--- 課題の内容 ---
以下の行をすべて一字一句変えずに出力してください。ただし画像は出力に含めないこと。

--- 行の一覧 ---
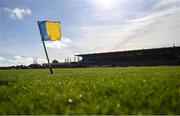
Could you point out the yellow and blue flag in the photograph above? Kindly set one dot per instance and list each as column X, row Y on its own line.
column 50, row 30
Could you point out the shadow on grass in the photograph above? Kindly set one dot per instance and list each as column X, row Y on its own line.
column 6, row 82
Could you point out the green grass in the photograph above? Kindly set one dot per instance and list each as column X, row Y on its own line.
column 127, row 90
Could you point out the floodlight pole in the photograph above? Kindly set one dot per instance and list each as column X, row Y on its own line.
column 49, row 64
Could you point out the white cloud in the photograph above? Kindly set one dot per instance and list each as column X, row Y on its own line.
column 18, row 13
column 58, row 44
column 155, row 28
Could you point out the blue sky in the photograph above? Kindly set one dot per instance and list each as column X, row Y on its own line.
column 88, row 26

--- 解答 ---
Could you point out the yellow and blue flag in the photograph above? Kindly set one dot per instance and list each as column X, row Y on its own line.
column 50, row 30
Could you point out the shadow on grass in the photograph above? Kindly set one dot per instance and list each as column X, row Y on its own line.
column 6, row 82
Could you point out the green grass in the photograph above? Kindly set one dot per instance and list each as column X, row Y on its own line.
column 127, row 90
Could you point out the floodlight pole in the photograph above? Kindly set one dot per instance and list each as column X, row Y on its own line.
column 49, row 64
Could you point out the white cloud in the photograph above? Kindly set one dot per instance and list each as column X, row Y on its own line.
column 18, row 13
column 58, row 44
column 155, row 28
Could you point out the blue sky in the photograph above? Kindly set one dot per instance and list each as column X, row Y on its own line.
column 88, row 26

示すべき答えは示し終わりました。